Судебный иск против Ганди

Социалист-оппозиционер Радж Нараин подал иск о фальсификации выборов 1971 года, в ходе которых было объявлено о победе Ганди. 12 июня 1975 суд Аллахабада удовлетворил иск, признав недействительным избрание Ганди в парламент и запретив ей в течение шести лет занимать выборные посты[2]. При этом решение обосновывалось сравнительно малозначимыми процедурными нарушениями, наиболее серьёзные обвинения были признаны недоказанными. Однако антиправительственные забастовки и демонстрации протеста прокатились по стране. Их возглавили Нараян, Нараин, Фернандес и Морарджи Десаи.

Индира Ганди опротестовала аллахабадское решение в Верховном суде. Высшая инстанция оставила в силе лишение депутатского мандата, но занятие Ганди премьерской должности признала правомерным.

Призыв к ненасильственному неповиновению

25 июня 1975 Нарайян созвал в Дели массовый митинг протеста. Он призвал полицию не выполнять аморальных приказов — что перекликалось с призывами Махатмы Ганди времён сатьяграхи. Это выступление было воспринято властями как сигнал к мятежу.

* [Цель] Верните без изменений часть текста об иске против Индиры Ганди от «Социалист-оппозиционер Радж Нараин» до «и Морарджи Десаи.».

* [Извлечённые записи данных]
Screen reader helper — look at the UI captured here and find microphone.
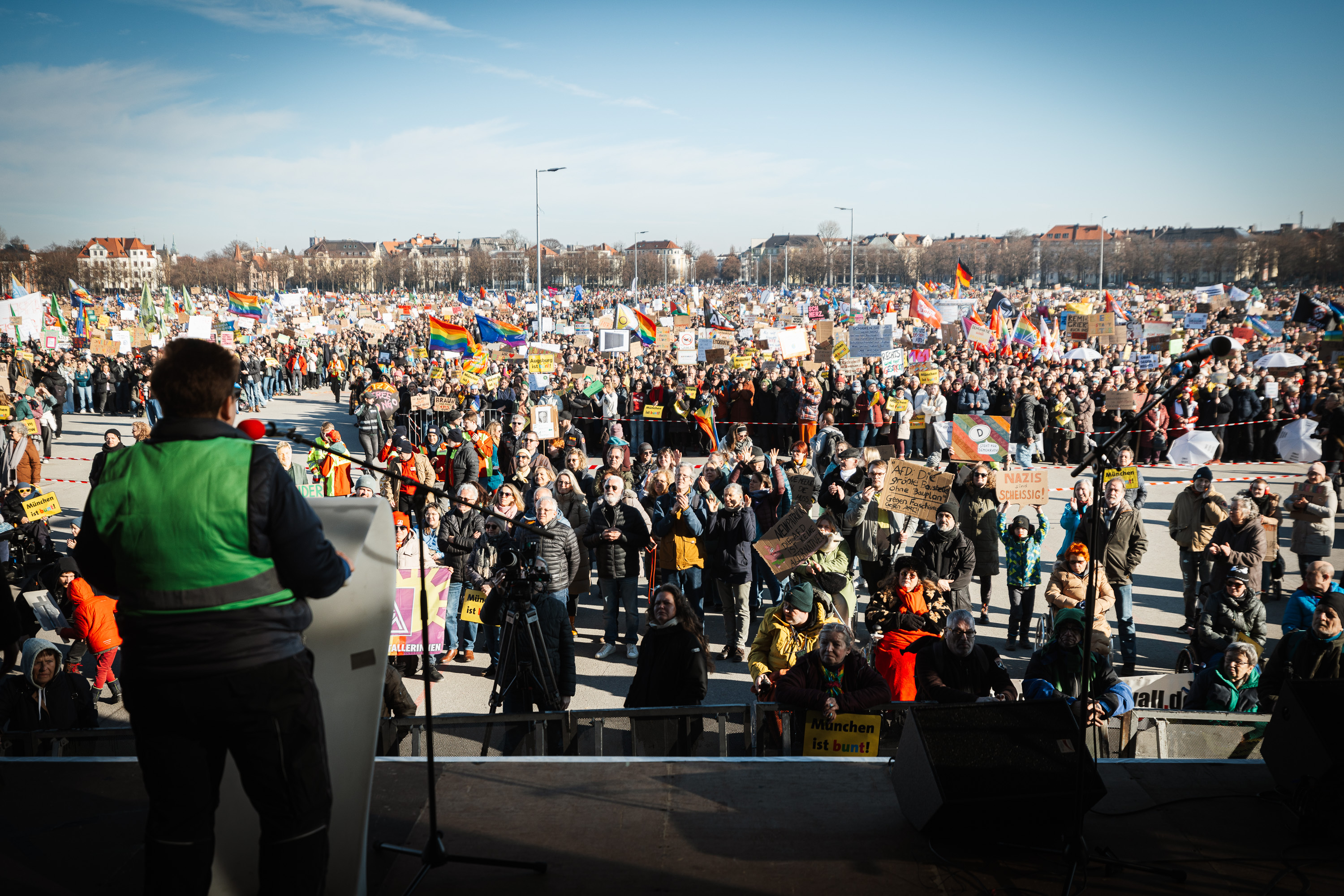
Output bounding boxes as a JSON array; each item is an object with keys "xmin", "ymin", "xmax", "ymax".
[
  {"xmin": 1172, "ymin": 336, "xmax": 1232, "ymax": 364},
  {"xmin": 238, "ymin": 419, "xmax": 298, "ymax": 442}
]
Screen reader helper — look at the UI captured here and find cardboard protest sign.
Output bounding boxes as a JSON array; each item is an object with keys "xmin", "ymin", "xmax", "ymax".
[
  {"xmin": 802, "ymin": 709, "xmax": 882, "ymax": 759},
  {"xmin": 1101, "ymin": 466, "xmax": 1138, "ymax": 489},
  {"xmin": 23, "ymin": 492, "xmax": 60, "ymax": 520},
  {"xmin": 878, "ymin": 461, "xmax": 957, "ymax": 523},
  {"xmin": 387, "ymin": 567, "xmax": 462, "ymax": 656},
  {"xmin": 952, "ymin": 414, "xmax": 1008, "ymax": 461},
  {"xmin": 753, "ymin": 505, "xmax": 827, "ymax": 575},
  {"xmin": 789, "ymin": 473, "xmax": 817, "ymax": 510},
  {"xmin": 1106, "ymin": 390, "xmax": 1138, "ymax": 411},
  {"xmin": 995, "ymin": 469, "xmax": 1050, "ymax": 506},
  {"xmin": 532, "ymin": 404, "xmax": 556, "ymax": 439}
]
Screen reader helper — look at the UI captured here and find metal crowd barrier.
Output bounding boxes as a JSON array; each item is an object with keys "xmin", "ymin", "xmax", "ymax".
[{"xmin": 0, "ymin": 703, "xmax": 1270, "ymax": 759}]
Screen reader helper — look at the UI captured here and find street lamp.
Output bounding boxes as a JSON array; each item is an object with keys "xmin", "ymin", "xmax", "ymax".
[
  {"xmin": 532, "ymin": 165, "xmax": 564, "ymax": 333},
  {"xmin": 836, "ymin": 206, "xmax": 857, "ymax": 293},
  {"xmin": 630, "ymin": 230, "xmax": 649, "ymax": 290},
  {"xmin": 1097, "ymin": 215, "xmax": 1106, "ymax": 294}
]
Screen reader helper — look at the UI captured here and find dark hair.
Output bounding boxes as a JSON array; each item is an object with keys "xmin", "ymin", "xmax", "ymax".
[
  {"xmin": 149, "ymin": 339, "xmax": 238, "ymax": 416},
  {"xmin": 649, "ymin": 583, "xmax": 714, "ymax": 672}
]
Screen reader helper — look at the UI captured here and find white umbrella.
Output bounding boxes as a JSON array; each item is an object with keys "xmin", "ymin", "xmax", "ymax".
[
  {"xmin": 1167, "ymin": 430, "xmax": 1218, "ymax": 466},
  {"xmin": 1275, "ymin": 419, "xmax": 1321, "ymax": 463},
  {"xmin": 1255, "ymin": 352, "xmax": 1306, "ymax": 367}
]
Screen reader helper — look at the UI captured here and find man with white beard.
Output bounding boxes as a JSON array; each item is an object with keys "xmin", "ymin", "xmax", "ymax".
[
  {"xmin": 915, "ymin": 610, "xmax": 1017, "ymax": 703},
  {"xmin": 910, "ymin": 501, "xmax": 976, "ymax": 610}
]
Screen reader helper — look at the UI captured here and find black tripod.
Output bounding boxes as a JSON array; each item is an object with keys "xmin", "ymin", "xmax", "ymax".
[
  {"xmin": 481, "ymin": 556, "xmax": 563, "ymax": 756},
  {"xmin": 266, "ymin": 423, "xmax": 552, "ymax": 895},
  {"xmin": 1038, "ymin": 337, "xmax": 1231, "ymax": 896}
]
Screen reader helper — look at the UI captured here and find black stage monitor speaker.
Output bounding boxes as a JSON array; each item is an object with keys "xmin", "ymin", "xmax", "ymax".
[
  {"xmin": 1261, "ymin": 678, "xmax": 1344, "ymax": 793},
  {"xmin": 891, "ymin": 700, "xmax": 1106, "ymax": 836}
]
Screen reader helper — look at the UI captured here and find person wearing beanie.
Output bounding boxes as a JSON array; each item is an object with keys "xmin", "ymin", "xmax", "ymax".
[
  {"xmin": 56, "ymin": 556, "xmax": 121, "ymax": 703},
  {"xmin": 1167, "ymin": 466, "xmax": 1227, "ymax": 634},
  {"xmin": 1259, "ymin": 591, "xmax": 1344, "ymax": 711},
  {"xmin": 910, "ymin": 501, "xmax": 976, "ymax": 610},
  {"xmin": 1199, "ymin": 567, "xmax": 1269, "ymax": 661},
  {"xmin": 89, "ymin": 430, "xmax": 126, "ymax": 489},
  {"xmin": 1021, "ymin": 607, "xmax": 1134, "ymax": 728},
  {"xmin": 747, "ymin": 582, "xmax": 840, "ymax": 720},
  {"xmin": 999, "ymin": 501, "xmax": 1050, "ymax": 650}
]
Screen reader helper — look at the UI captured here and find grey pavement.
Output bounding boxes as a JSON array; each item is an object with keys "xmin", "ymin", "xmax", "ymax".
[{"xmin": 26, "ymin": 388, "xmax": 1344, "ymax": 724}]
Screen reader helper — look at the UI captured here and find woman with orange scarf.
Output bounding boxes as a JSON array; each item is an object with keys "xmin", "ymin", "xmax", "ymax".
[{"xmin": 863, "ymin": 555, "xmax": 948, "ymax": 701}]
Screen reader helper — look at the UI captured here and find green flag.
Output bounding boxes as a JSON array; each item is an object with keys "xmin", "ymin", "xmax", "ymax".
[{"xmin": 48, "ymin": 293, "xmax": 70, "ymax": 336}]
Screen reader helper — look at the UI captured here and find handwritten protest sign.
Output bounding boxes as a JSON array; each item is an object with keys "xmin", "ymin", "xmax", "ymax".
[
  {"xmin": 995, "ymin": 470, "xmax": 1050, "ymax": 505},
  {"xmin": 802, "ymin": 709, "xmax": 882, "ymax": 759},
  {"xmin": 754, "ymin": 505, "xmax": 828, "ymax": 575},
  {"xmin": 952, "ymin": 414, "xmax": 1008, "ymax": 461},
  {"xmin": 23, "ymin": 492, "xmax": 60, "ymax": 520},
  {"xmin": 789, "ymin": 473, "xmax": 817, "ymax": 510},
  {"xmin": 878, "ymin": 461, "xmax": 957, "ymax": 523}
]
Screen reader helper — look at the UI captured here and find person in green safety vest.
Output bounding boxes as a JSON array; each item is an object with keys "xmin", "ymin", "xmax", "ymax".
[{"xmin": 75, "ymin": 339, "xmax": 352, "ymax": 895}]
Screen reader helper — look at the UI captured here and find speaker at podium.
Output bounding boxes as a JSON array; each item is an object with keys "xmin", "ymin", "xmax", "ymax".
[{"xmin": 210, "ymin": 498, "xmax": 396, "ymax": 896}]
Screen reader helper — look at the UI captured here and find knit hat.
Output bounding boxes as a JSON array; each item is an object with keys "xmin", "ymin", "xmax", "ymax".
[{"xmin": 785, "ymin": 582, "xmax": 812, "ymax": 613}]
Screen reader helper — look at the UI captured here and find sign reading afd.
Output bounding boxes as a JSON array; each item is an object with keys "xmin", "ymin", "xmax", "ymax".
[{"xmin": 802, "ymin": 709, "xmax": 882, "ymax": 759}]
---
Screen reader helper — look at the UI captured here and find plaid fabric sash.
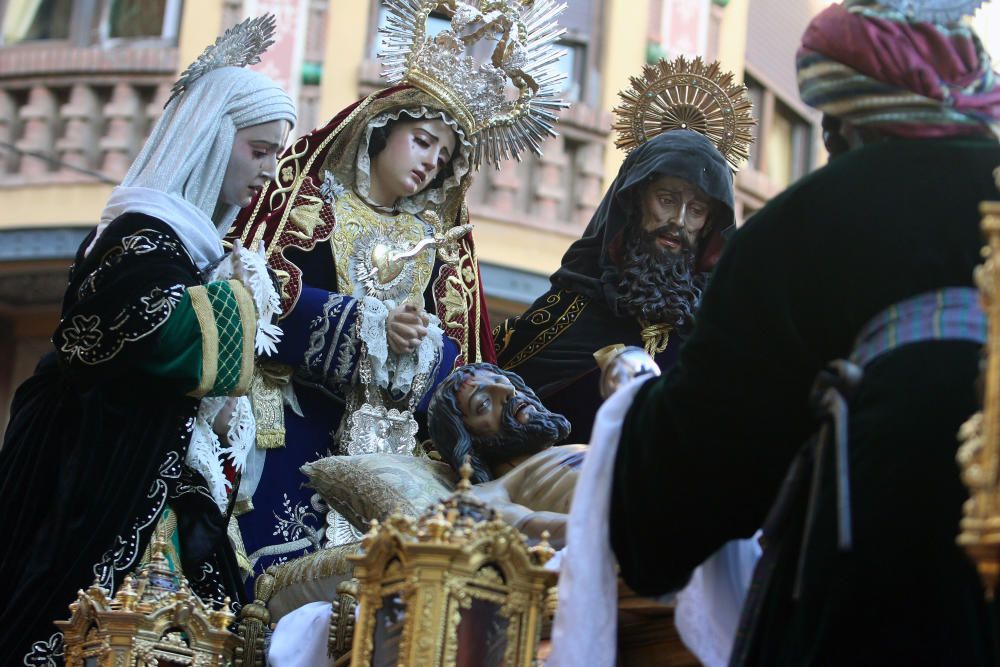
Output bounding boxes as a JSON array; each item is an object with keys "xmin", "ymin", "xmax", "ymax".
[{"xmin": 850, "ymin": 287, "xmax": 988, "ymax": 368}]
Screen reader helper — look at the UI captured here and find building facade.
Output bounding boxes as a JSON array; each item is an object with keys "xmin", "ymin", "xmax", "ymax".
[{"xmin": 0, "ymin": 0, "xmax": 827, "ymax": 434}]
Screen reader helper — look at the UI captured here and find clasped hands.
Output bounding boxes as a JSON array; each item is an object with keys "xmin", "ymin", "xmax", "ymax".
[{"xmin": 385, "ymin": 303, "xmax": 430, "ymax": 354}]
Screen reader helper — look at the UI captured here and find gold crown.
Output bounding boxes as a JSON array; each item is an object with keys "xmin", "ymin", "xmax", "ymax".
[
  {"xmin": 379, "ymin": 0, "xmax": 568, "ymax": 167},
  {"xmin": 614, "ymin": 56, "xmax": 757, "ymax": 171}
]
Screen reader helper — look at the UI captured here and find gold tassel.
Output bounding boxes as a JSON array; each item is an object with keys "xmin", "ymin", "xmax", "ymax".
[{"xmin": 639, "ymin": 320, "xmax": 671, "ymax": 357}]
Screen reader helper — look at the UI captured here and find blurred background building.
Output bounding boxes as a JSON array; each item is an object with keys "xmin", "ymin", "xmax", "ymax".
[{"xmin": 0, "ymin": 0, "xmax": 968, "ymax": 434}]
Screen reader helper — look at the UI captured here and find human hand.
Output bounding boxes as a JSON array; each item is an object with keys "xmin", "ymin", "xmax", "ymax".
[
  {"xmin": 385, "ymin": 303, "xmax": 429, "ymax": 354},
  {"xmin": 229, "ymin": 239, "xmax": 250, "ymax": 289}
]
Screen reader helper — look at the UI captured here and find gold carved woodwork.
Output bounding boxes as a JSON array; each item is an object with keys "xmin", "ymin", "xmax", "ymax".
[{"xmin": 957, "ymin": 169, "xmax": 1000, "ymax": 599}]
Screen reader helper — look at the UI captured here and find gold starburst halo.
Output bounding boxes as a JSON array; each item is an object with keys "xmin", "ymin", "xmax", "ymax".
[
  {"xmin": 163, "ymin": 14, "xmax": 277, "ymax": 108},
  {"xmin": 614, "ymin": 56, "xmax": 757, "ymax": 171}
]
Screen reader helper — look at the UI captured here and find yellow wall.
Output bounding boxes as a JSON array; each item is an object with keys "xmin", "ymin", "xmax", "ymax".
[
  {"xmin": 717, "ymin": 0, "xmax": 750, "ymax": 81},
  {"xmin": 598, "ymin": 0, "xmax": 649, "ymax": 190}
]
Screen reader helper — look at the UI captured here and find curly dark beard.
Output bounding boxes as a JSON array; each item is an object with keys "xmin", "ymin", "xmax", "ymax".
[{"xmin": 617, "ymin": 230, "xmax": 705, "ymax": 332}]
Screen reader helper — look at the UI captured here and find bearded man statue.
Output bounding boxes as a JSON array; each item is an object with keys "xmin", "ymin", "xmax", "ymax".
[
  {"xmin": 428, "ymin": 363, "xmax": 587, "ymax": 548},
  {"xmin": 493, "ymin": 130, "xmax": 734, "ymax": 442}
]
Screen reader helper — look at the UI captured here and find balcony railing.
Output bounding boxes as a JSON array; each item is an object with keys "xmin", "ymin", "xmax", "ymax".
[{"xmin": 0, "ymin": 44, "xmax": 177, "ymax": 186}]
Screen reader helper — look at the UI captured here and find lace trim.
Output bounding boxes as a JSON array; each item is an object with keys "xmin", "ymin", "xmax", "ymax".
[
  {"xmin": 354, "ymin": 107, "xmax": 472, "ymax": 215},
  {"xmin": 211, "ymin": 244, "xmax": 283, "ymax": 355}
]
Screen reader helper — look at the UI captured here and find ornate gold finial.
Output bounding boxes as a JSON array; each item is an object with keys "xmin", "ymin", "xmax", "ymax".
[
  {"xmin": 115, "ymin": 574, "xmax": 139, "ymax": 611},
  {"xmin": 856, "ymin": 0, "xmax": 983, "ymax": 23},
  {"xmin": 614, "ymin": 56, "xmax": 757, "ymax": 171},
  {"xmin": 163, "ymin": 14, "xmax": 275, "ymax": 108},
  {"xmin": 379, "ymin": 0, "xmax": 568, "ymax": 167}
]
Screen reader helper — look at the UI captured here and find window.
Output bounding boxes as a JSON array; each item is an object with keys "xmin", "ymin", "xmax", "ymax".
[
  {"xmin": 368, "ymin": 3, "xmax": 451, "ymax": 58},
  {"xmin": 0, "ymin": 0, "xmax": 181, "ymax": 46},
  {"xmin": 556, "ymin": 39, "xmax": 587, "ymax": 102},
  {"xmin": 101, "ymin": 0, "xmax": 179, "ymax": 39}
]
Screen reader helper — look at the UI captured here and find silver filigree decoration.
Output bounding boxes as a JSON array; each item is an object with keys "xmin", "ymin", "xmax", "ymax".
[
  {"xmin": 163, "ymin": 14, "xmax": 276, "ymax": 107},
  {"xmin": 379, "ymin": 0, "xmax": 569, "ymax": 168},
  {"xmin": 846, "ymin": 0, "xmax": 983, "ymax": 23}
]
--
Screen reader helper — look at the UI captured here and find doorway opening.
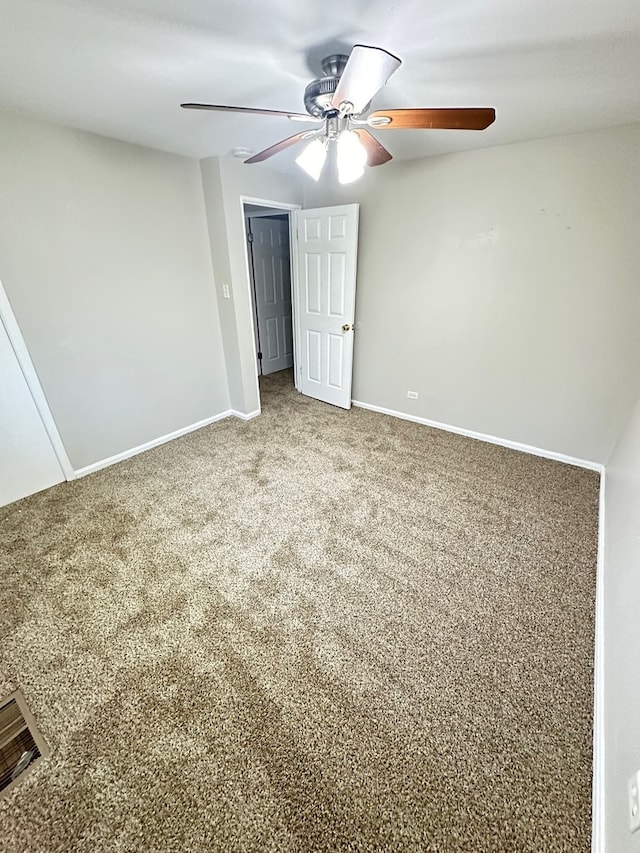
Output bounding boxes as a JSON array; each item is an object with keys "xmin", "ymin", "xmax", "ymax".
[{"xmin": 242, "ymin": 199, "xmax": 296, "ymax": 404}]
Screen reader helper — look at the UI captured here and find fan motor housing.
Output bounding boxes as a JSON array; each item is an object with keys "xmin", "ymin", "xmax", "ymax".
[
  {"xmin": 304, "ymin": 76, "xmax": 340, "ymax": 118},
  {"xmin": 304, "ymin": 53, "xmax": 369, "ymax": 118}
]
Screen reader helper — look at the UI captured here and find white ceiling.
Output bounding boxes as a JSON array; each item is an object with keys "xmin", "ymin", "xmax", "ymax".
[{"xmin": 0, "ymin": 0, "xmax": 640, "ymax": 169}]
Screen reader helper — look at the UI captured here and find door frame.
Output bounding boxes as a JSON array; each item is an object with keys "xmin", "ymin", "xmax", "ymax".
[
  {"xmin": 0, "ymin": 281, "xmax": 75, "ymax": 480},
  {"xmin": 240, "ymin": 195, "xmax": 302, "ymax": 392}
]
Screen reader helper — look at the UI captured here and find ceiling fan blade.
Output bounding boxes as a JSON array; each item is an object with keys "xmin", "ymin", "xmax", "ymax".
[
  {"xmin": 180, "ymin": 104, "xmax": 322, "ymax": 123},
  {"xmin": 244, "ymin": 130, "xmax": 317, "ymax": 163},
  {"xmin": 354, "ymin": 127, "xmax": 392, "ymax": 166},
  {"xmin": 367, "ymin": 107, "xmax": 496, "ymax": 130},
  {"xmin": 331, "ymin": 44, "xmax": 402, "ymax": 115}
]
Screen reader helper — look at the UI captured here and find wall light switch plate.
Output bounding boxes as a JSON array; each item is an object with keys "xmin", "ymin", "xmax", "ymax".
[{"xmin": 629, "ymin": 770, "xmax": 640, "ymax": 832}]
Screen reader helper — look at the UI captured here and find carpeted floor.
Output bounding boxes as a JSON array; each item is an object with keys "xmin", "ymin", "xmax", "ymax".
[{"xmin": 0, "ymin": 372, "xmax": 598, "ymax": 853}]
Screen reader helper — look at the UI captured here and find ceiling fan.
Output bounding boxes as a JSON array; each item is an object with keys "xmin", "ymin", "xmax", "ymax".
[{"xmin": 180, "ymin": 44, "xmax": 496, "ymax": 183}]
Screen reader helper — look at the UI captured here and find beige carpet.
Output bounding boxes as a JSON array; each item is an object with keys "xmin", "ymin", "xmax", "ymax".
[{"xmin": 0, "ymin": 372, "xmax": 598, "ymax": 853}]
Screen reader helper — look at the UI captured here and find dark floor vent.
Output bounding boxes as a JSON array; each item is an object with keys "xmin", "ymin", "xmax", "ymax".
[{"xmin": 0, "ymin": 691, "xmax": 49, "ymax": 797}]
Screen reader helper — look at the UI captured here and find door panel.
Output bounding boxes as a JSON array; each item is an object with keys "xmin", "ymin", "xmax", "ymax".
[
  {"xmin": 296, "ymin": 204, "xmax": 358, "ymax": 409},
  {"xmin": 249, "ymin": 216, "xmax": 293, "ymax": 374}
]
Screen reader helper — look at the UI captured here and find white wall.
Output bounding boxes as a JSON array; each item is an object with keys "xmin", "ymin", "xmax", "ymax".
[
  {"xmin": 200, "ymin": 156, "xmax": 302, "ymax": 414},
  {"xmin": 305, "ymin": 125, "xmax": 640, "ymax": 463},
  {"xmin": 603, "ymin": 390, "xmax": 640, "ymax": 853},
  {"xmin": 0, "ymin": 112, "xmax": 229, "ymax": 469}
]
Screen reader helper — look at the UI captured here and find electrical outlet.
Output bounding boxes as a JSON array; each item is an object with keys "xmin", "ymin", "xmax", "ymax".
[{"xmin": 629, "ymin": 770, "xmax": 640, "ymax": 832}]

* [Ожидаемый ответ]
Социалист-оппозиционер Радж Нараин подал иск о фальсификации выборов 1971 года, в ходе которых было объявлено о победе Ганди. 12 июня 1975 суд Аллахабада удовлетворил иск, признав недействительным избрание Ганди в парламент и запретив ей в течение шести лет занимать выборные посты[2]. При этом решение обосновывалось сравнительно малозначимыми процедурными нарушениями, наиболее серьёзные обвинения были признаны недоказанными. Однако антиправительственные забастовки и демонстрации протеста прокатились по стране. Их возглавили Нараян, Нараин, Фернандес и Морарджи Десаи.